> _THE PROBLEM_: Copy the part of the records that opens with the line containing "Task: locate the gravel" and runs to the end of the records, keeping every line unchanged.

> _AVAILABLE RECORDS_:
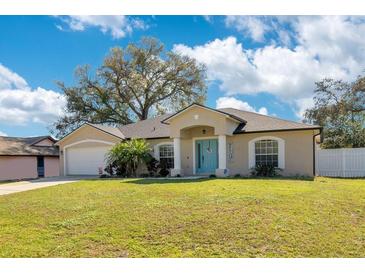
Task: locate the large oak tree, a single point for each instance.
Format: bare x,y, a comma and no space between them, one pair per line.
134,83
340,108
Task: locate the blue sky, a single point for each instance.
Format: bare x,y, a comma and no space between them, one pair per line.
263,64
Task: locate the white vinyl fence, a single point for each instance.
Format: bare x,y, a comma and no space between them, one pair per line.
342,162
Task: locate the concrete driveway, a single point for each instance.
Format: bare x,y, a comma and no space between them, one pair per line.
9,188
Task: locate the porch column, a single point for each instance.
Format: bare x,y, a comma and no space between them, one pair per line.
177,157
222,170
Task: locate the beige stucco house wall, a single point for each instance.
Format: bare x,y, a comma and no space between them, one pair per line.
18,167
235,149
84,136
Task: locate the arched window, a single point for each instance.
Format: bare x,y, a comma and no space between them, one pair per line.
164,153
267,150
267,153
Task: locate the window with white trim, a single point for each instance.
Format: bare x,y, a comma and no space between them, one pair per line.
166,155
267,153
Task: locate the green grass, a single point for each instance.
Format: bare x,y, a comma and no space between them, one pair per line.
211,218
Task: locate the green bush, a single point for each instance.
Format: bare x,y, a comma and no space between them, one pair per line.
124,158
263,170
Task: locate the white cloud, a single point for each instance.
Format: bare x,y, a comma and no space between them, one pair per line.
231,102
20,104
9,79
117,25
323,47
253,26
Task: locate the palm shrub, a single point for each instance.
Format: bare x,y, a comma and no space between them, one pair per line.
128,155
264,170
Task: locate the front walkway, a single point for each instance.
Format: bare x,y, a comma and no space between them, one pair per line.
9,188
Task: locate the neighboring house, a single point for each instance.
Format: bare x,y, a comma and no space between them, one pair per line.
28,158
199,140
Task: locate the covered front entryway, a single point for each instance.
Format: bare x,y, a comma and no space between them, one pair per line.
199,136
206,156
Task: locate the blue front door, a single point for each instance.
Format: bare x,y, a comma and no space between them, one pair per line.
206,155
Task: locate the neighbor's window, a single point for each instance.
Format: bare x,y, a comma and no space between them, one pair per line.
167,155
266,152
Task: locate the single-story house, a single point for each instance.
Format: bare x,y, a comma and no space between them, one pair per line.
28,158
199,140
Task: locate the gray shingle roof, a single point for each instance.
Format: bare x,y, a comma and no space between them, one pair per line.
258,122
111,130
150,128
26,146
154,128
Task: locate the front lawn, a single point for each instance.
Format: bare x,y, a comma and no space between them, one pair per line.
208,218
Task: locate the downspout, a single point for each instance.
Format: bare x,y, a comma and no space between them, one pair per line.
314,150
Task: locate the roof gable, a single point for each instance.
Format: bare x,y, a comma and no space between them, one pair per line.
17,146
227,115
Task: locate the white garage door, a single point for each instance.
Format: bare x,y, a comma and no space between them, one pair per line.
86,160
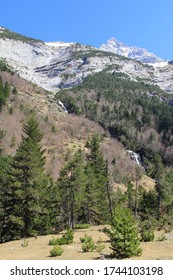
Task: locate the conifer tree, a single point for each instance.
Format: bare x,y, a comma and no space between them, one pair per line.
97,196
27,186
124,235
71,184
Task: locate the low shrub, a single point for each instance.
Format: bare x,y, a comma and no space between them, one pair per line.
82,226
67,238
56,251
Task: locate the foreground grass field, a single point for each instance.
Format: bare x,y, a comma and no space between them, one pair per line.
38,249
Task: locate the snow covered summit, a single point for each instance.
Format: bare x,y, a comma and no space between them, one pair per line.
140,54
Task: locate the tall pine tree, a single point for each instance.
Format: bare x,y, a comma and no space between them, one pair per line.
97,192
27,187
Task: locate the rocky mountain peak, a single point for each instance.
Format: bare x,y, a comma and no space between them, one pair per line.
140,54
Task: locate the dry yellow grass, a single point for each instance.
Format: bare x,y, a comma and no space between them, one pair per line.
38,249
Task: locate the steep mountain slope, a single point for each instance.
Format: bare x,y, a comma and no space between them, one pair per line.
140,54
63,133
63,65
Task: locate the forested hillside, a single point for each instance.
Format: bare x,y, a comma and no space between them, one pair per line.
60,170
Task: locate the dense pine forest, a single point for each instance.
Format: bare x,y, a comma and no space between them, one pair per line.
136,114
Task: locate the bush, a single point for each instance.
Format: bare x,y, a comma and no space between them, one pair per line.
124,235
88,244
24,243
146,232
56,251
99,246
67,238
162,238
82,226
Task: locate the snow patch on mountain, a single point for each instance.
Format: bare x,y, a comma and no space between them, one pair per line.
140,54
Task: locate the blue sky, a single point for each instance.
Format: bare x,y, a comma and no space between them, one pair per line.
143,23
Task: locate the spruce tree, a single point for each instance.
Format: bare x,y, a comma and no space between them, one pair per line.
124,235
27,186
71,184
97,191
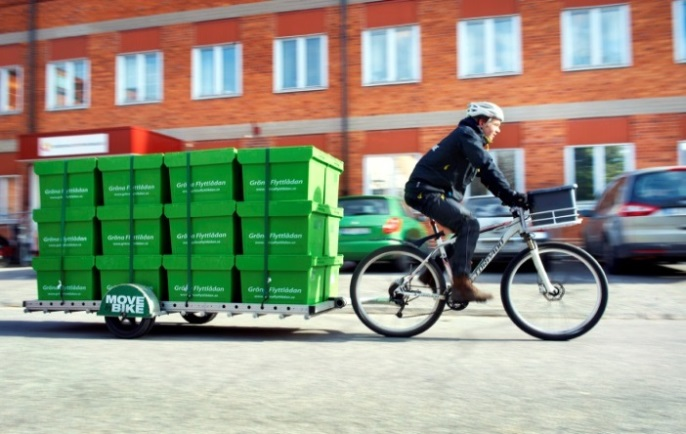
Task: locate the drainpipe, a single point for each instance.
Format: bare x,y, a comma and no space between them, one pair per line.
33,51
343,6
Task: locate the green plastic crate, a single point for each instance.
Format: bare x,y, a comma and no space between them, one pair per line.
295,227
150,179
294,279
147,271
150,230
213,228
214,278
295,173
76,273
83,183
78,226
332,266
214,174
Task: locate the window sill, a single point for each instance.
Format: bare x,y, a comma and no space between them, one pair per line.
301,89
206,97
391,83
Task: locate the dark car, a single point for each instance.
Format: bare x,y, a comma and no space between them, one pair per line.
641,216
373,221
489,210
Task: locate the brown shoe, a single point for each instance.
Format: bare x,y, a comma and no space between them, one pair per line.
464,290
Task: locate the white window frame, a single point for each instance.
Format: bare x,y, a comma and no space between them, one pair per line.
681,153
301,62
391,56
599,181
218,73
120,98
595,36
51,85
679,28
488,45
519,166
377,173
5,89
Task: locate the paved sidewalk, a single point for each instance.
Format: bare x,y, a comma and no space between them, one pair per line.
639,296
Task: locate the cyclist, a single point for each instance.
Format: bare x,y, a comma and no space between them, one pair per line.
438,182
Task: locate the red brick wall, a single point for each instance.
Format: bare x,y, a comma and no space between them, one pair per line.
653,74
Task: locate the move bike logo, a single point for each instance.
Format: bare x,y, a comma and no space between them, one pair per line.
126,304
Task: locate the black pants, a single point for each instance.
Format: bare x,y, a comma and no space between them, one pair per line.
448,212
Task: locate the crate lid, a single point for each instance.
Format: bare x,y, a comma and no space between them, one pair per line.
123,162
200,158
122,262
49,215
283,262
288,154
200,209
123,212
198,262
56,167
55,263
286,208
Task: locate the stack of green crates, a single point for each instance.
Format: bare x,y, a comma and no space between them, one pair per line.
289,225
135,233
203,226
68,230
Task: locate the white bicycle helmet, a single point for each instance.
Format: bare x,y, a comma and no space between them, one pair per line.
485,108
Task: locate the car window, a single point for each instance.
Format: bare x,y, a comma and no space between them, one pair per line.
487,208
660,188
366,206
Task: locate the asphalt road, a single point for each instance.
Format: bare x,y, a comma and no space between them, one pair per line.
474,372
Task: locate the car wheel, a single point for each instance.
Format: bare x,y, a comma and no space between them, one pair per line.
613,264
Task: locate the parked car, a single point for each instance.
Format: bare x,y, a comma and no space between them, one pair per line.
489,210
641,216
373,221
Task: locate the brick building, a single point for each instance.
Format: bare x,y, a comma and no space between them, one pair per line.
590,87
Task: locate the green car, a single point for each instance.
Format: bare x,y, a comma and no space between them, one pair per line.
373,221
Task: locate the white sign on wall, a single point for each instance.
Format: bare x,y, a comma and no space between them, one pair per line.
73,145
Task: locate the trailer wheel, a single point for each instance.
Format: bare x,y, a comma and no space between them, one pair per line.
129,328
198,317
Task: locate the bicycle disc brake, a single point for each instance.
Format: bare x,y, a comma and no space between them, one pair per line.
456,305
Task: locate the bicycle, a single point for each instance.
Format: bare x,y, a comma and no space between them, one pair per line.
552,291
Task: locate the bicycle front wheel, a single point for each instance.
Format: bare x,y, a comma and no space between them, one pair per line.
577,299
390,303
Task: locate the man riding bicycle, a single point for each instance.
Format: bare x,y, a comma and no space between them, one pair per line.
438,182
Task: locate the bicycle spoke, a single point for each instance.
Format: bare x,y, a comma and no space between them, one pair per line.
575,302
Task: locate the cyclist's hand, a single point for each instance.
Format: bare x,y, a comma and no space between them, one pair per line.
513,198
520,200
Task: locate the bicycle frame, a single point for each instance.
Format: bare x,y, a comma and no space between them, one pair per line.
514,227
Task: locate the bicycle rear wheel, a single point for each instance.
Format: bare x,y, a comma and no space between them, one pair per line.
390,303
575,305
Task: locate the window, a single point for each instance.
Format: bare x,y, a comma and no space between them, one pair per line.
9,197
300,63
217,71
592,168
596,37
67,84
391,55
387,174
679,19
489,47
10,89
139,78
511,163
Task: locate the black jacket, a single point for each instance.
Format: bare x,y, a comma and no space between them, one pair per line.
453,163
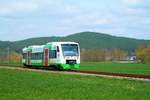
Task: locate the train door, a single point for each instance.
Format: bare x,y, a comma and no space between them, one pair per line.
28,57
46,57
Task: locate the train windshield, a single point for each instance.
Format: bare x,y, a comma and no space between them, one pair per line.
70,49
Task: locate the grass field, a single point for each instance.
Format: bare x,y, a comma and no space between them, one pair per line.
132,68
27,85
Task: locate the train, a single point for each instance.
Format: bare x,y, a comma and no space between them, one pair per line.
62,55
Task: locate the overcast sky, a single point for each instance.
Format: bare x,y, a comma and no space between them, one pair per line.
22,19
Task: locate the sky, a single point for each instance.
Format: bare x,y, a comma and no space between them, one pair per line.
22,19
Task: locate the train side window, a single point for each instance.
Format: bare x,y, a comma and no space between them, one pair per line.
24,55
52,53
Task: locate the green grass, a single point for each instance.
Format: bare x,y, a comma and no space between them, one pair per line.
27,85
132,68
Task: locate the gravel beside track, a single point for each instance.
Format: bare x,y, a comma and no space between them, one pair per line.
87,73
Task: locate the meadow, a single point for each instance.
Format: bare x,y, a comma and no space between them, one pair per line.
131,68
28,85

> _COMPLETE RESPONSE_:
Task: locate the gravel beside track, a single point for each instance.
Format: bare x,y, a comma and no space between them, one pair per line.
87,73
Task: locate the meadow, a single point for each instance.
Format: bare x,y, a comma and no space between them, one pair per line.
131,68
28,85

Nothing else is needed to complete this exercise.